Dataset entries:
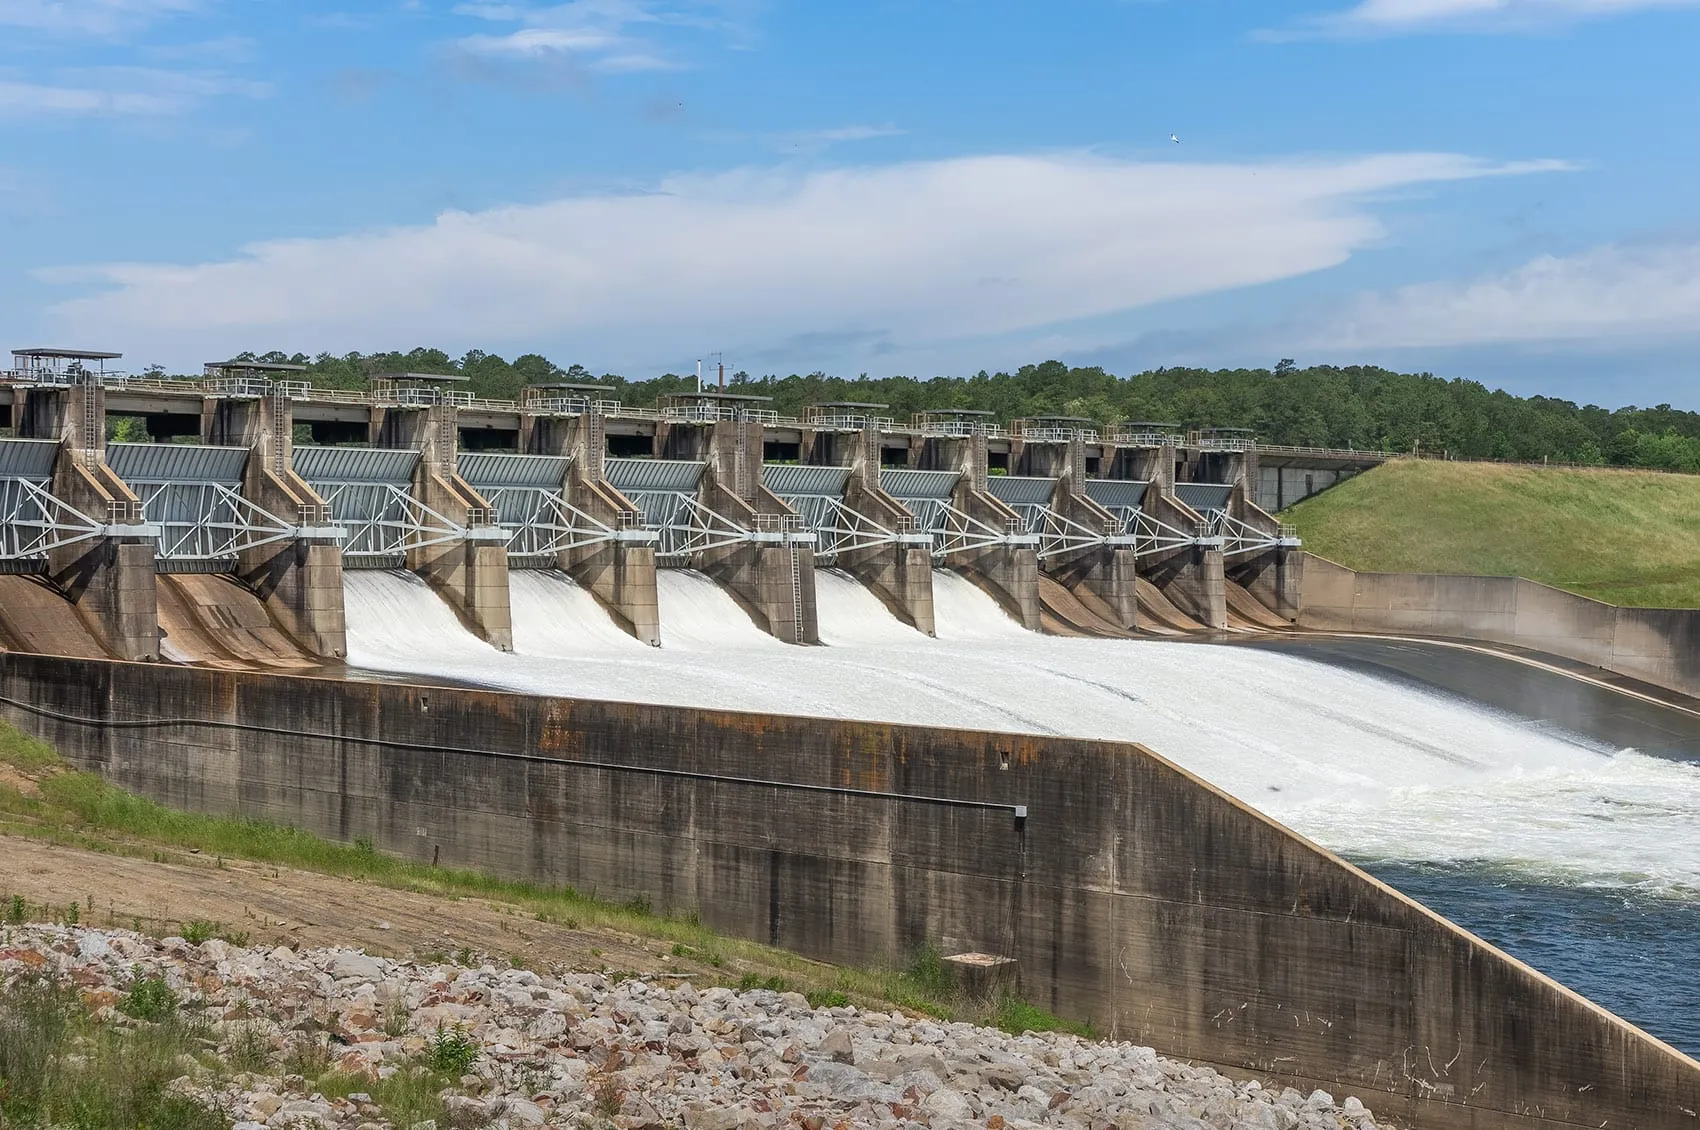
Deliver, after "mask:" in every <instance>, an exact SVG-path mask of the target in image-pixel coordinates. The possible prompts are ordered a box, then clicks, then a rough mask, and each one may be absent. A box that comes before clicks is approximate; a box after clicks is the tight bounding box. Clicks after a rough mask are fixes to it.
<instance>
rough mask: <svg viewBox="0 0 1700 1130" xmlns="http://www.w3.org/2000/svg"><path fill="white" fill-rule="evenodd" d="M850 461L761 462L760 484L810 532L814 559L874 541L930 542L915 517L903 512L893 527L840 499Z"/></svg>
mask: <svg viewBox="0 0 1700 1130" xmlns="http://www.w3.org/2000/svg"><path fill="white" fill-rule="evenodd" d="M848 483H850V467H804V466H801V464H763V466H762V484H763V486H767V489H770V491H774V494H777V496H779V498H780V501H784V503H785V505H787V506H791V508H792V510H796V511H797V515H799V517H801V518H802V528H804V530H808V532H811V534H814V559H816V561H819V562H821V564H833V562H835V561H836V559H838V554H842V552H850V551H855V549H870V547H876V545H898V544H910V545H932V542H933V539H932V535H930V534H923V532H921V530H920V528H918V525H916V522H915V518H911V517H904V518H901V520H899V522H898V525H896V528H889V527H887V525H884V523H881V522H877V520H874V518H870V517H867V515H865V513H860V511H859V510H852V508H850V506H848V505H845V488H847V486H848Z"/></svg>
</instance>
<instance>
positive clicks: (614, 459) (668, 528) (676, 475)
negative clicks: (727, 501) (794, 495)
mask: <svg viewBox="0 0 1700 1130" xmlns="http://www.w3.org/2000/svg"><path fill="white" fill-rule="evenodd" d="M706 471H707V464H704V462H697V460H690V459H607V460H605V462H604V474H605V476H607V481H609V484H610V486H612V488H615V489H617V491H619V493H621V494H624V496H626V498H629V500H631V501H632V505H634V506H638V510H639V511H641V513H643V523H644V527H646V528H649V530H651V532H655V535H656V547H655V556H656V561H658V562H660V564H670V566H683V564H687V562H689V561H690V557H692V556H695V554H699V552H702V551H707V549H719V547H723V545H738V544H741V542H757V544H763V542H765V544H779V545H809V544H813V542H814V535H813V534H809V532H806V530H804V528H802V520H801V518H799V517H797V515H794V513H789V515H765V513H757V515H753V520H751V523H750V525H745V523H741V522H738V520H734V518H731V517H728V515H723V513H719V511H717V510H712V508H711V506H707V505H706V503H704V501H702V498H700V491H702V476H704V472H706Z"/></svg>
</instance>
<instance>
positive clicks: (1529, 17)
mask: <svg viewBox="0 0 1700 1130" xmlns="http://www.w3.org/2000/svg"><path fill="white" fill-rule="evenodd" d="M1693 7H1700V0H1362V2H1360V3H1358V5H1357V7H1353V8H1348V10H1345V12H1334V14H1328V15H1316V17H1311V19H1307V20H1302V22H1299V24H1297V25H1294V27H1287V29H1275V31H1266V32H1261V36H1263V37H1266V39H1300V37H1316V36H1338V37H1377V36H1399V34H1409V32H1527V31H1540V29H1547V27H1554V25H1561V24H1569V22H1576V20H1584V19H1600V17H1608V15H1625V14H1630V12H1647V10H1654V8H1693Z"/></svg>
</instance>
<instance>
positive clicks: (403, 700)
mask: <svg viewBox="0 0 1700 1130" xmlns="http://www.w3.org/2000/svg"><path fill="white" fill-rule="evenodd" d="M0 697H3V702H0V710H3V712H5V715H7V717H8V719H12V720H15V722H17V724H20V726H24V727H26V729H29V731H32V732H36V734H39V736H41V737H44V739H48V741H51V743H54V744H56V746H58V748H59V749H63V751H65V753H66V754H68V756H71V758H73V760H75V761H78V763H80V765H85V766H88V768H95V770H99V771H102V773H105V775H107V777H109V778H112V780H114V782H117V783H121V785H126V787H129V788H134V790H138V792H143V794H148V795H151V797H156V799H158V800H163V802H167V804H172V805H178V807H185V809H195V811H206V812H226V814H245V816H252V817H262V819H270V821H280V822H289V824H296V826H301V828H306V829H311V831H314V833H321V834H328V836H335V838H342V839H352V838H357V836H362V838H369V839H372V841H374V843H376V845H379V846H381V848H382V850H388V851H394V853H399V855H405V856H408V858H413V860H420V862H428V860H432V858H433V855H435V853H437V851H439V850H440V853H442V862H444V863H445V865H464V867H479V868H488V870H491V872H496V873H501V875H510V877H527V879H534V880H542V882H554V884H573V885H576V887H580V889H583V890H592V892H597V894H602V896H607V897H615V899H626V897H638V896H643V897H648V899H649V901H651V902H653V904H655V906H656V907H658V909H665V911H690V912H695V914H700V918H702V921H704V923H707V924H709V926H714V928H717V929H723V931H728V933H736V935H743V936H750V938H758V940H763V941H772V943H775V945H782V946H789V948H794V950H801V952H804V953H809V955H814V957H821V958H828V960H836V962H894V960H901V957H903V955H904V953H906V952H911V950H913V948H916V946H920V945H921V943H933V945H940V946H944V948H945V950H947V952H949V950H969V948H976V950H986V952H993V953H1005V955H1012V957H1015V958H1018V960H1020V965H1022V974H1023V982H1025V992H1027V996H1030V997H1032V999H1035V1001H1037V1003H1040V1004H1046V1006H1049V1008H1052V1009H1056V1011H1059V1013H1064V1014H1073V1016H1083V1018H1090V1020H1093V1021H1095V1023H1097V1025H1098V1026H1100V1028H1102V1030H1105V1031H1108V1033H1114V1035H1117V1037H1120V1038H1130V1040H1137V1042H1142V1043H1149V1045H1153V1047H1156V1048H1159V1050H1161V1052H1166V1054H1170V1055H1178V1057H1185V1059H1193V1060H1200V1062H1209V1064H1214V1065H1219V1067H1222V1069H1226V1071H1229V1072H1234V1074H1239V1076H1255V1077H1261V1079H1268V1081H1280V1082H1290V1084H1294V1086H1299V1088H1311V1086H1321V1088H1326V1089H1329V1091H1333V1093H1334V1094H1336V1098H1340V1096H1345V1094H1357V1096H1360V1098H1362V1099H1363V1101H1365V1103H1368V1106H1370V1108H1372V1110H1375V1113H1377V1115H1380V1116H1382V1118H1392V1120H1399V1122H1404V1123H1409V1125H1416V1127H1443V1128H1448V1130H1450V1128H1459V1130H1464V1128H1469V1130H1496V1128H1532V1127H1572V1125H1574V1127H1583V1125H1586V1127H1600V1125H1610V1127H1613V1128H1615V1130H1632V1128H1637V1127H1640V1128H1666V1127H1669V1128H1674V1127H1681V1128H1683V1130H1690V1128H1691V1127H1693V1125H1695V1123H1693V1118H1691V1115H1686V1113H1683V1111H1685V1110H1690V1111H1691V1110H1700V1065H1697V1064H1695V1062H1693V1060H1688V1059H1685V1057H1681V1055H1680V1054H1676V1052H1673V1050H1671V1048H1668V1047H1664V1045H1663V1043H1657V1042H1654V1040H1652V1038H1649V1037H1646V1035H1642V1033H1640V1031H1637V1030H1635V1028H1632V1026H1629V1025H1625V1023H1623V1021H1618V1020H1617V1018H1613V1016H1610V1014H1608V1013H1605V1011H1601V1009H1598V1008H1595V1006H1593V1004H1588V1003H1586V1001H1583V999H1581V997H1578V996H1576V994H1572V992H1569V991H1567V989H1562V987H1561V986H1557V984H1554V982H1550V980H1545V979H1542V977H1540V975H1538V974H1535V972H1532V970H1528V969H1527V967H1523V965H1520V963H1516V962H1513V960H1510V958H1506V957H1504V955H1501V953H1498V952H1496V950H1493V948H1489V946H1486V945H1482V943H1481V941H1477V940H1474V938H1470V936H1469V935H1465V933H1464V931H1460V929H1457V928H1455V926H1452V924H1450V923H1447V921H1445V919H1440V918H1436V916H1435V914H1431V912H1428V911H1425V909H1423V907H1419V906H1418V904H1414V902H1411V901H1408V899H1404V897H1401V896H1397V894H1394V892H1392V890H1389V889H1387V887H1384V885H1380V884H1377V882H1375V880H1372V879H1370V877H1367V875H1363V873H1362V872H1357V870H1355V868H1351V867H1348V865H1345V863H1341V862H1340V860H1336V858H1334V856H1331V855H1328V853H1326V851H1323V850H1319V848H1316V846H1314V845H1311V843H1309V841H1306V839H1302V838H1299V836H1295V834H1292V833H1289V831H1287V829H1283V828H1280V826H1278V824H1275V822H1272V821H1268V819H1265V817H1261V816H1258V814H1256V812H1253V811H1249V809H1246V807H1244V805H1241V804H1238V802H1236V800H1232V799H1229V797H1226V795H1224V794H1221V792H1217V790H1214V788H1212V787H1209V785H1205V783H1204V782H1198V780H1197V778H1193V777H1190V775H1188V773H1185V771H1181V770H1178V768H1176V766H1173V765H1170V763H1166V761H1163V760H1161V758H1158V756H1154V754H1151V753H1149V751H1146V749H1142V748H1139V746H1132V744H1112V743H1093V741H1073V739H1057V737H1034V736H1001V734H986V732H971V731H947V729H925V727H901V726H879V724H864V722H847V720H831V719H794V717H772V715H741V714H731V712H716V710H690V709H675V707H653V705H626V703H610V702H578V700H561V698H536V697H525V695H510V693H493V692H478V690H459V688H442V686H408V685H396V683H359V681H333V680H309V678H280V676H265V675H250V673H235V671H211V670H195V668H160V666H141V664H126V663H100V661H75V659H56V658H48V656H29V654H15V653H8V654H0ZM1013 805H1027V807H1025V819H1017V812H1015V809H1013Z"/></svg>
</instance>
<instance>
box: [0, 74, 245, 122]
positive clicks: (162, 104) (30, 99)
mask: <svg viewBox="0 0 1700 1130" xmlns="http://www.w3.org/2000/svg"><path fill="white" fill-rule="evenodd" d="M231 93H233V95H243V97H250V99H253V97H263V95H265V93H267V87H265V85H263V83H255V82H245V80H240V82H238V80H229V78H226V76H223V75H216V73H192V71H167V70H153V68H144V66H102V68H88V70H80V71H63V73H59V75H56V82H12V80H0V117H46V116H65V117H158V116H168V114H182V112H185V110H189V109H190V107H194V105H195V104H197V102H201V100H204V99H211V97H218V95H231Z"/></svg>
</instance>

- **What is expected**:
Tell how many lines in the data contain the word "clicks", answering with that number and no other text.

- **Response area**:
6